Directions: From the line with "Target: white sock" to the line with "Target: wooden bench in background", retype each line exactly as it stands in the records below, but skip the pictures.

Records from a collection:

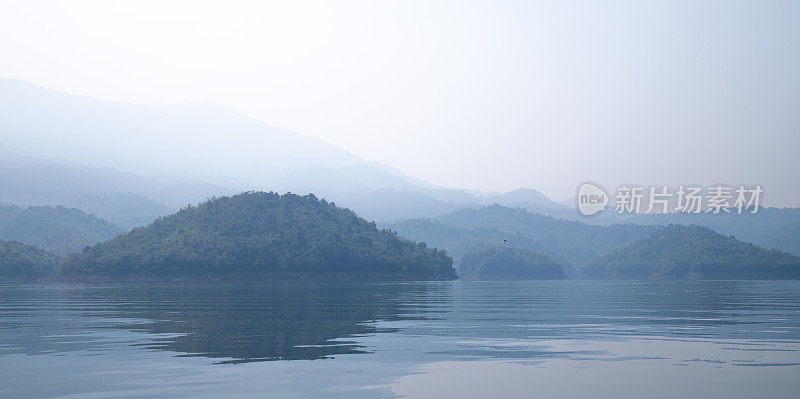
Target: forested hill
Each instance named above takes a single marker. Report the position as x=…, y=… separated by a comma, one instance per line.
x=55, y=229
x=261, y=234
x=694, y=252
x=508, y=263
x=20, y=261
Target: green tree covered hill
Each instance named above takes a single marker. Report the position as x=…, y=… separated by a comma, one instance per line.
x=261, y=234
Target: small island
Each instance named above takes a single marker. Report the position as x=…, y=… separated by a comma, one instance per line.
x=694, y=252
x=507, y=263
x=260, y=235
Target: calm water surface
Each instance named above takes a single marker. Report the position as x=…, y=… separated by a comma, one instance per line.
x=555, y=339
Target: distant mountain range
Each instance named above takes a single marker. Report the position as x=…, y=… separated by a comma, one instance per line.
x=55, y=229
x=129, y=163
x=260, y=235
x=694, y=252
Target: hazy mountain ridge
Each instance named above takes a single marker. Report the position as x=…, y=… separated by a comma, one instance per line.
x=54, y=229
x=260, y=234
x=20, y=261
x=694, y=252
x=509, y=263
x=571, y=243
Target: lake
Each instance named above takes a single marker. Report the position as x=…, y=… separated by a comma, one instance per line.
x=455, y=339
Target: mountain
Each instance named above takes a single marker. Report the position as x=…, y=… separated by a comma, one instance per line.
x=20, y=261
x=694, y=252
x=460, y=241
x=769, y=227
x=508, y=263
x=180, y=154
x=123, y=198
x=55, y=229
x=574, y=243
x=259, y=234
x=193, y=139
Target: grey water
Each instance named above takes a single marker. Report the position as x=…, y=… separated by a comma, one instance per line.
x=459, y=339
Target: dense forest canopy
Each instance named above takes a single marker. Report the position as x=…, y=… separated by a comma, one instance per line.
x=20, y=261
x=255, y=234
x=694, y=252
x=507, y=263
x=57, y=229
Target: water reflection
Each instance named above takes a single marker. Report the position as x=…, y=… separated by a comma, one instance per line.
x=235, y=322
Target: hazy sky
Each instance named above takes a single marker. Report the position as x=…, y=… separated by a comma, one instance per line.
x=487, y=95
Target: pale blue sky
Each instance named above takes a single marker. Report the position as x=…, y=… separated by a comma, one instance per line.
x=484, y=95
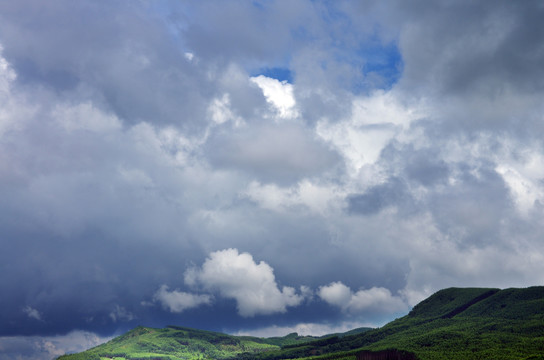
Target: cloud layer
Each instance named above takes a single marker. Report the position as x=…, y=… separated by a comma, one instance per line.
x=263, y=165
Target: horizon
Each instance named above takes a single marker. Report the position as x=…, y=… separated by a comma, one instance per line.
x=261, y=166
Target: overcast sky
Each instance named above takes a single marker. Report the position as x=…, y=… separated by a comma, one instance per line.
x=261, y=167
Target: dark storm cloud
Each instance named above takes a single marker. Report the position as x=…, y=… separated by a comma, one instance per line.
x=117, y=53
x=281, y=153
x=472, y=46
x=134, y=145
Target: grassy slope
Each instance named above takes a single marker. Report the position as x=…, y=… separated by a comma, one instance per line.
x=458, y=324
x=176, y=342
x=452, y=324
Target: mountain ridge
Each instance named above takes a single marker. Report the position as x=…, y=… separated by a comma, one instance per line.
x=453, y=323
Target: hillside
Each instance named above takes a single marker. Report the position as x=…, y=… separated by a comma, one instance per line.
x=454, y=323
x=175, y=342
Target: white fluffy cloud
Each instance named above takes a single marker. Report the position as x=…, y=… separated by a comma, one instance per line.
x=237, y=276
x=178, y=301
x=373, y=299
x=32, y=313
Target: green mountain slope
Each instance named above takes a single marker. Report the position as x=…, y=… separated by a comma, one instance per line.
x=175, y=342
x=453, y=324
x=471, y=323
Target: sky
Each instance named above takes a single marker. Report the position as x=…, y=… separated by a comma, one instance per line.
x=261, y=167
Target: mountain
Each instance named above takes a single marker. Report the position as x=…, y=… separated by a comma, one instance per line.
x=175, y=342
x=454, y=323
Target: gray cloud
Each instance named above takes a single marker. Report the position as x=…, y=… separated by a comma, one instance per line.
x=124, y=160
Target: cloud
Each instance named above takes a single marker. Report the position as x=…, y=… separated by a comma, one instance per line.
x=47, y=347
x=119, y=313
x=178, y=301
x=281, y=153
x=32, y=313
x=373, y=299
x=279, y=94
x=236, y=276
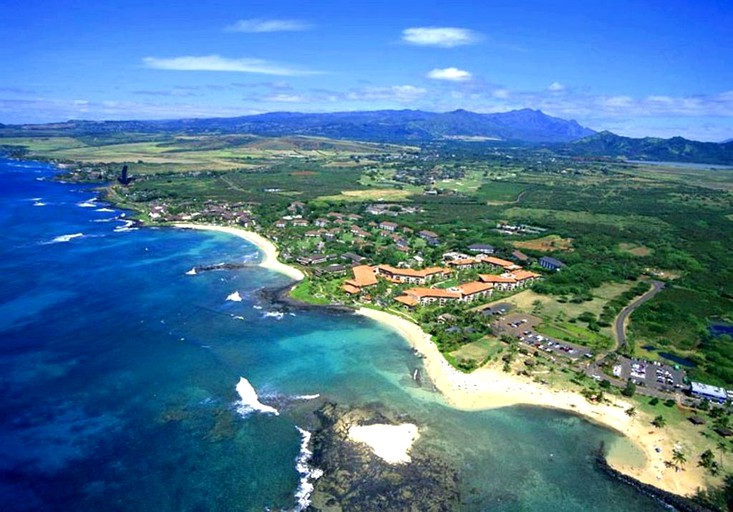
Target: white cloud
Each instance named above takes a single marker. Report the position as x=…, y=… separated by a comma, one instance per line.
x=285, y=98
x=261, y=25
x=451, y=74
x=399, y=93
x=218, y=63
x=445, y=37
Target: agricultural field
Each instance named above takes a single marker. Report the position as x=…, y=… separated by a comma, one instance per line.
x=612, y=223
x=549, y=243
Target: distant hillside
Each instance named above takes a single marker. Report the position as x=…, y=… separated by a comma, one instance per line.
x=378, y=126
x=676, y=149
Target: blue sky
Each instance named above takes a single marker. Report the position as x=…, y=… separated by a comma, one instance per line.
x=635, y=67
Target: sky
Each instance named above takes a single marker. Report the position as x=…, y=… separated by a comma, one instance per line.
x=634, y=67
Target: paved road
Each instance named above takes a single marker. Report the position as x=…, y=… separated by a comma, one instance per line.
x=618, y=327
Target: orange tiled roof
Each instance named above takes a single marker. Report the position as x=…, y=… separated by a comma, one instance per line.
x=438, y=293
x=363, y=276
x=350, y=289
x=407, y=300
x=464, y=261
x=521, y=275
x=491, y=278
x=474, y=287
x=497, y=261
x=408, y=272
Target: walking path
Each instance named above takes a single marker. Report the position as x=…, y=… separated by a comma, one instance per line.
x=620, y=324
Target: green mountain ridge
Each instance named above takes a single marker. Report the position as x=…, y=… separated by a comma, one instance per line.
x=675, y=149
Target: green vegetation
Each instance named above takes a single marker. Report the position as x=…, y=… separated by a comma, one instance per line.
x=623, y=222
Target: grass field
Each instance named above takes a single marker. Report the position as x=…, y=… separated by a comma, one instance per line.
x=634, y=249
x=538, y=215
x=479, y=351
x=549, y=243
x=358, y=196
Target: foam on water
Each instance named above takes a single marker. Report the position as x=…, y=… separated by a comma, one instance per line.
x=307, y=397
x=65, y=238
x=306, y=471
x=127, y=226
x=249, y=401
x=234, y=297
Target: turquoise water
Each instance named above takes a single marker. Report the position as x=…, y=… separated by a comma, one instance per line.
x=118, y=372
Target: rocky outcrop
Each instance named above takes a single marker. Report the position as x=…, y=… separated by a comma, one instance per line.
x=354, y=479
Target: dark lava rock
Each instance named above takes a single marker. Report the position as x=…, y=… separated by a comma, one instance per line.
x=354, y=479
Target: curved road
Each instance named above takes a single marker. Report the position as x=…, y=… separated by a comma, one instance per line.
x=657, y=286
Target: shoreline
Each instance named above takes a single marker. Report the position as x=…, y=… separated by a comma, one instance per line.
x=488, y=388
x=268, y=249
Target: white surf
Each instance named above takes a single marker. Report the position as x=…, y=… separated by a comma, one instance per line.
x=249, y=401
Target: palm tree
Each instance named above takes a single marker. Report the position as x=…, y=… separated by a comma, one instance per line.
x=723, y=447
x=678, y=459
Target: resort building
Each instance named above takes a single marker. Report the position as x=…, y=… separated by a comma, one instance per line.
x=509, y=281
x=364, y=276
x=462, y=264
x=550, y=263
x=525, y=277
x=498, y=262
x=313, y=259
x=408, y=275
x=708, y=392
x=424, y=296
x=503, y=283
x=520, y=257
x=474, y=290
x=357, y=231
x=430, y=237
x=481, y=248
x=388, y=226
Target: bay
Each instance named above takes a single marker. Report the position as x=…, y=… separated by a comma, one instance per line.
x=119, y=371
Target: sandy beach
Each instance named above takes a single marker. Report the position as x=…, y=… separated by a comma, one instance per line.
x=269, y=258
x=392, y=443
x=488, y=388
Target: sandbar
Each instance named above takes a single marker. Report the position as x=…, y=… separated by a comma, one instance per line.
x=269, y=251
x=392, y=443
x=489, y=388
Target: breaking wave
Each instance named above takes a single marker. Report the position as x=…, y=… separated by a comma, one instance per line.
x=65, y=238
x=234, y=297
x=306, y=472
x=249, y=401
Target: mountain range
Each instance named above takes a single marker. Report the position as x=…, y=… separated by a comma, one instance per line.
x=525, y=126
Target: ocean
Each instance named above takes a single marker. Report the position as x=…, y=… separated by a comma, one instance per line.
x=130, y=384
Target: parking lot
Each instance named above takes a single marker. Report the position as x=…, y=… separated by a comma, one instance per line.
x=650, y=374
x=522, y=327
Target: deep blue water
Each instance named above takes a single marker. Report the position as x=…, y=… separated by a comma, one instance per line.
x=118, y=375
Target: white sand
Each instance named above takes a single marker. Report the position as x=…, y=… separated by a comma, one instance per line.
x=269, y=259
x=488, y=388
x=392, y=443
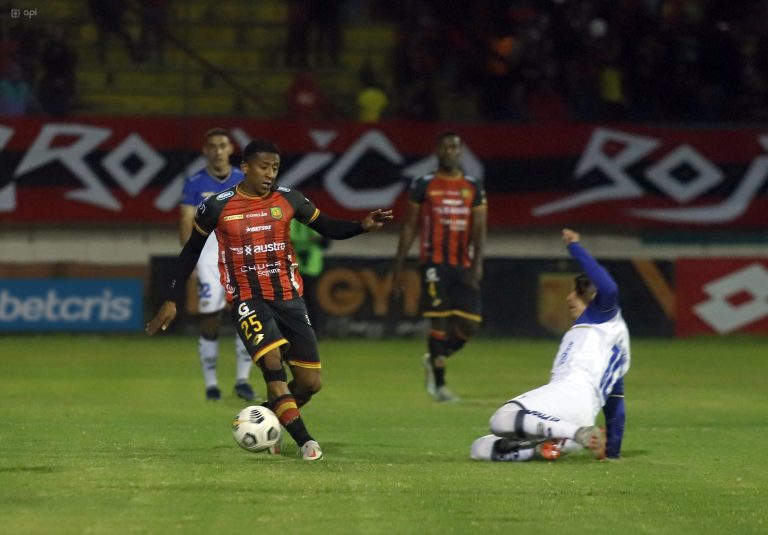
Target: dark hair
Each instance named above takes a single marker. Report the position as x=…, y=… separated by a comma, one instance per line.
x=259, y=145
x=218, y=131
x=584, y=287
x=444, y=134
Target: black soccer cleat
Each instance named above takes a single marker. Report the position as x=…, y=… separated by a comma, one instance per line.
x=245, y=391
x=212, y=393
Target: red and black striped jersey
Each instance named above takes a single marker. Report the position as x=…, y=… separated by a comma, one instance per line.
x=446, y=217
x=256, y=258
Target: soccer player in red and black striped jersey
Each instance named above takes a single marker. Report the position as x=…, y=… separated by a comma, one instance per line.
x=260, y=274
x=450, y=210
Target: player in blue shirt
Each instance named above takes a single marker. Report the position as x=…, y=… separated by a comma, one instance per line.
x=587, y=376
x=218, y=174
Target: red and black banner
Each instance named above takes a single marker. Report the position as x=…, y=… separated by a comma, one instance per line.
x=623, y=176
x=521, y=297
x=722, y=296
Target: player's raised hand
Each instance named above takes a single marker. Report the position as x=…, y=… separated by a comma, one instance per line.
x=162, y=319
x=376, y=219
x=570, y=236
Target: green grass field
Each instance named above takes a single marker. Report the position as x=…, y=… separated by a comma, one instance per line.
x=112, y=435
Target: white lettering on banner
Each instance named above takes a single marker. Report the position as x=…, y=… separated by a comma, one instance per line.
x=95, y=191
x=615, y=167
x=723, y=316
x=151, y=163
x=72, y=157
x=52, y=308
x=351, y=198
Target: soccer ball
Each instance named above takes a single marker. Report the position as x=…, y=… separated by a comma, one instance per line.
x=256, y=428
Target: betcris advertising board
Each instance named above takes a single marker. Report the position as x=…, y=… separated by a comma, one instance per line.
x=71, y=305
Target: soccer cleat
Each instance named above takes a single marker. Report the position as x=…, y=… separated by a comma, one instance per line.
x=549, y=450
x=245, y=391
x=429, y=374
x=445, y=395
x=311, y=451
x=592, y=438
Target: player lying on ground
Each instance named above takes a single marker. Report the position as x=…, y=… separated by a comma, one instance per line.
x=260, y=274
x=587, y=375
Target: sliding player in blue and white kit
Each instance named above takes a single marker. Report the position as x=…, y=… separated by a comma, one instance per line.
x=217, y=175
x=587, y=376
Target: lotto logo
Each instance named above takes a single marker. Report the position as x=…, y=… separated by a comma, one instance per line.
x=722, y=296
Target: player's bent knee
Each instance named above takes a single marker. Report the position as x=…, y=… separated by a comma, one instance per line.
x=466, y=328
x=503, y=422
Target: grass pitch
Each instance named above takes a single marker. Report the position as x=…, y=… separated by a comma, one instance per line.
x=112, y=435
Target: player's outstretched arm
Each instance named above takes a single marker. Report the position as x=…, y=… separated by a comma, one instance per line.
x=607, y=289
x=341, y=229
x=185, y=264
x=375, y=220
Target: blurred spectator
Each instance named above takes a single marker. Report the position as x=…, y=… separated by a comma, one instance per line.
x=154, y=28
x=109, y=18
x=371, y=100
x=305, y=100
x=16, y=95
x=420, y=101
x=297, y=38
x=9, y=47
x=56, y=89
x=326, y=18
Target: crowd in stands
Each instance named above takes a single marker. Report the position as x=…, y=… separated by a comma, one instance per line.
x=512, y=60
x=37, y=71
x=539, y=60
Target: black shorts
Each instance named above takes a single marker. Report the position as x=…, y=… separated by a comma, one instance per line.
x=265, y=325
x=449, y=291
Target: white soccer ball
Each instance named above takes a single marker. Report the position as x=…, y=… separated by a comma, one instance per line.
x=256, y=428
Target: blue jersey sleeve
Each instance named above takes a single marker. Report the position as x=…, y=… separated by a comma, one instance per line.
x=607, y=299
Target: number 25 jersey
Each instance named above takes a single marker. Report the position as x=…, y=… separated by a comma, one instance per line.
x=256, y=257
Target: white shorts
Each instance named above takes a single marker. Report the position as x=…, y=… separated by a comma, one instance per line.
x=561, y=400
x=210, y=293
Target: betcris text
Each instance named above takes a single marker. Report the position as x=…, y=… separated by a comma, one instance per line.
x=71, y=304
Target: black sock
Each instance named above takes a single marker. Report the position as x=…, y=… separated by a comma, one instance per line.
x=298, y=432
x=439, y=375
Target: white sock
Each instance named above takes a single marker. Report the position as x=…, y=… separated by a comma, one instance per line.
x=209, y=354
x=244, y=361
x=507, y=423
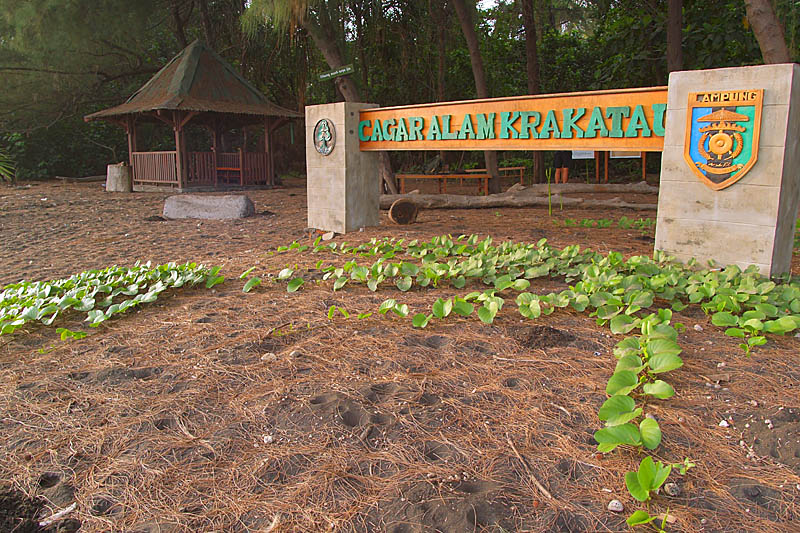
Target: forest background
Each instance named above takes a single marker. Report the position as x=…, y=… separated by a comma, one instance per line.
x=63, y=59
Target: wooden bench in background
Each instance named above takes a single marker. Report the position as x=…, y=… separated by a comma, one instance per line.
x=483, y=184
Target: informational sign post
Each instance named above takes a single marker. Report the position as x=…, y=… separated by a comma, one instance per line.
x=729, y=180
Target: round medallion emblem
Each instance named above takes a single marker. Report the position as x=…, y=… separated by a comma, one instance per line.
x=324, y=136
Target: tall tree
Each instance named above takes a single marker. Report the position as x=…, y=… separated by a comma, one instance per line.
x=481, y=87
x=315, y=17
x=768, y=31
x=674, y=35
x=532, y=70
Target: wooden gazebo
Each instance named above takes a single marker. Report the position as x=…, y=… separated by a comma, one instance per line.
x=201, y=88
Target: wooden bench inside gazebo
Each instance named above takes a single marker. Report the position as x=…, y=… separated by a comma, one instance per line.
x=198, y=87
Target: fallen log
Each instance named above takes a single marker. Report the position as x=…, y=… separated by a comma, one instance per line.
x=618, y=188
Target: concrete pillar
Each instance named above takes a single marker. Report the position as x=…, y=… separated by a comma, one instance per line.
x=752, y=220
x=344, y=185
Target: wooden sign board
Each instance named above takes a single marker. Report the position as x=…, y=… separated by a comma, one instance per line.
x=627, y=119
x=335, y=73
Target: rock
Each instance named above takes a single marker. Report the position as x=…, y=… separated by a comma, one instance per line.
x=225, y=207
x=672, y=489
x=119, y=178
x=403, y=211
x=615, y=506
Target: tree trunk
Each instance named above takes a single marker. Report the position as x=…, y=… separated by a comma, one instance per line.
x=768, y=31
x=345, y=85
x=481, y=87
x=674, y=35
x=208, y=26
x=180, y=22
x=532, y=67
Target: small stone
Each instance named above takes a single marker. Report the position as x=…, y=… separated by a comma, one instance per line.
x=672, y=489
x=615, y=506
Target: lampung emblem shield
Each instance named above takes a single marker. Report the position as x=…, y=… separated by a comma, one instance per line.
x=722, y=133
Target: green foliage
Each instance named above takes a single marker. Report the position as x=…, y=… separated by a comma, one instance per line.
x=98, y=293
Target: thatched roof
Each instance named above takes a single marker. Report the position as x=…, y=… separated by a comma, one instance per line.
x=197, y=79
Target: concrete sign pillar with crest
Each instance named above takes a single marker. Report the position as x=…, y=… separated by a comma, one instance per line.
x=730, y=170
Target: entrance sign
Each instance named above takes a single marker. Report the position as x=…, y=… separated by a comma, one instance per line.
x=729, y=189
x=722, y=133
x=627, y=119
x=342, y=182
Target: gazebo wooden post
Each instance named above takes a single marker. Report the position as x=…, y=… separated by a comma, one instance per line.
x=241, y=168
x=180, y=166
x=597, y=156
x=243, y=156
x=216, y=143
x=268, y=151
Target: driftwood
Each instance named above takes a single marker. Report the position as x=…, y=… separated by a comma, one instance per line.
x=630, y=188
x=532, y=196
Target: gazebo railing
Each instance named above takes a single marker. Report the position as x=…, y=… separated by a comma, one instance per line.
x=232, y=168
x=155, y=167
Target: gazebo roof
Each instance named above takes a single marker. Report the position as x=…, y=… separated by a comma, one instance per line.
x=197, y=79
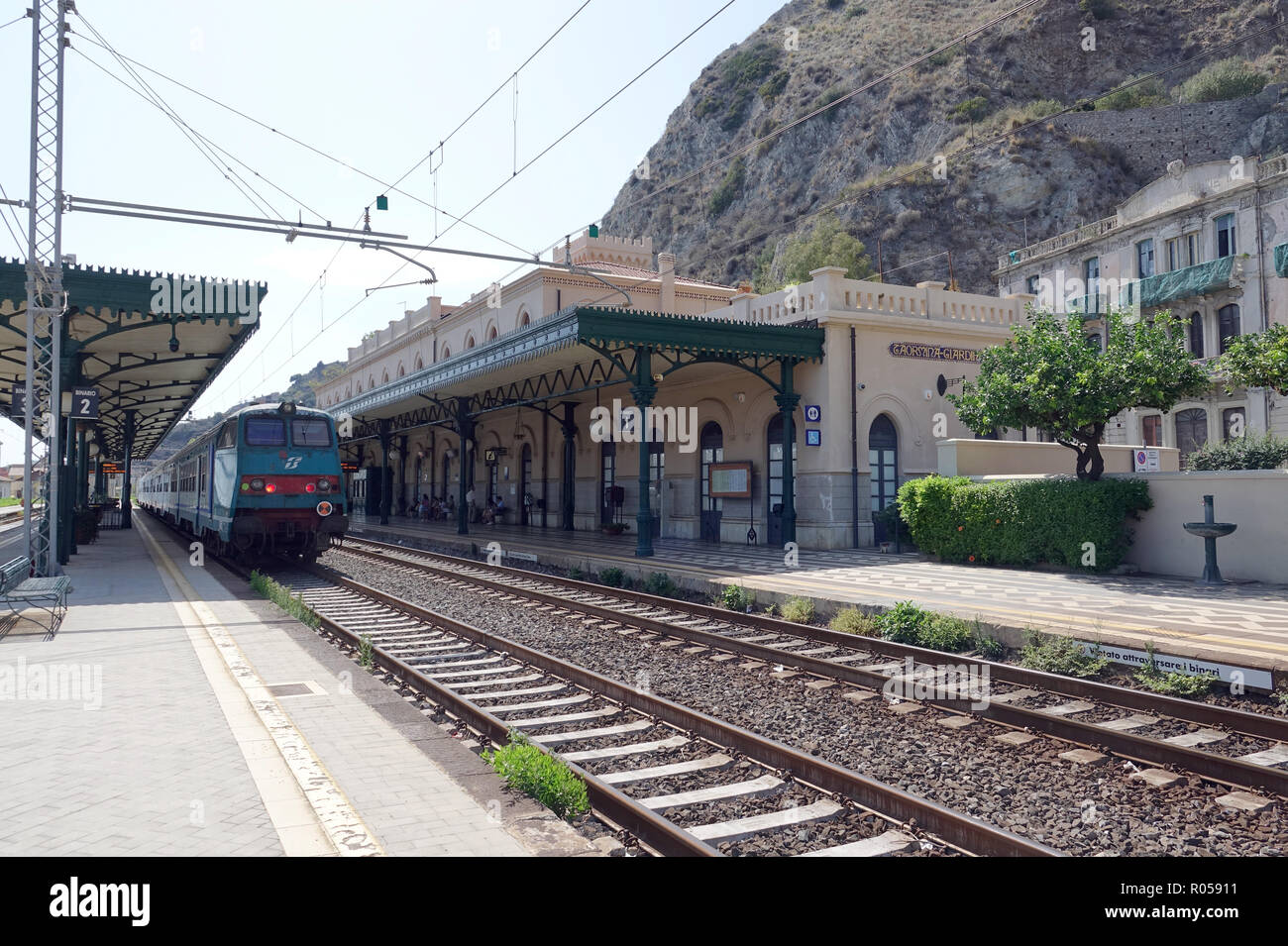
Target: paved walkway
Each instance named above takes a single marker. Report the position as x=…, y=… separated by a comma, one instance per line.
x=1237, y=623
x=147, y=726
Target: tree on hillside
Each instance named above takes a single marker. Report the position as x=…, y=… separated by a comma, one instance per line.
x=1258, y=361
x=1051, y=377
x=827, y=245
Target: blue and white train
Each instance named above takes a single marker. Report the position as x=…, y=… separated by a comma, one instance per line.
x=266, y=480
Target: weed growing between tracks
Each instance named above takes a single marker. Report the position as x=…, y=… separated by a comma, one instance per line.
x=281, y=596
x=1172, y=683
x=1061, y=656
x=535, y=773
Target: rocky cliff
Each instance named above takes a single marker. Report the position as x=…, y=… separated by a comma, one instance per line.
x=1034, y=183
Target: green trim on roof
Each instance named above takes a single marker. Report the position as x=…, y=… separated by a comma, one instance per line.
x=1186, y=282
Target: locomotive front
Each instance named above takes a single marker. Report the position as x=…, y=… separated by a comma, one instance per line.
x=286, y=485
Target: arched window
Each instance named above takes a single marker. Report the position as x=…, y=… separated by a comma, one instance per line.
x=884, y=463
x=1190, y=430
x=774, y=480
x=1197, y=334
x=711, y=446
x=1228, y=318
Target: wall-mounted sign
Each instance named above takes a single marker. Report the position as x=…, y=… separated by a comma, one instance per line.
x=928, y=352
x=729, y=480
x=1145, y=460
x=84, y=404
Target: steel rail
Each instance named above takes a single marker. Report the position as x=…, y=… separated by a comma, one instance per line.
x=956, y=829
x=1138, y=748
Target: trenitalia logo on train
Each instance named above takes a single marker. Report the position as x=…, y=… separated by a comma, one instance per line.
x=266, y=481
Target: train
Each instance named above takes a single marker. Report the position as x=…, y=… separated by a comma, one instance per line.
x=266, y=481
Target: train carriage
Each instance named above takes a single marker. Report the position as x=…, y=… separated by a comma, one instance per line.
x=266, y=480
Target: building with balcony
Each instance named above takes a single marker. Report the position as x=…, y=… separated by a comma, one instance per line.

Your response:
Target: white sock
Each instance named above takes a single marker. Report the position as x=…, y=… separated by a comma, one instance per line.
x=209, y=354
x=244, y=361
x=507, y=423
Target: forest background
Each instance named above takes a single marker. Report the position as x=…, y=… separated by a comma, one instance per line.
x=63, y=59
Target: wooden bench in background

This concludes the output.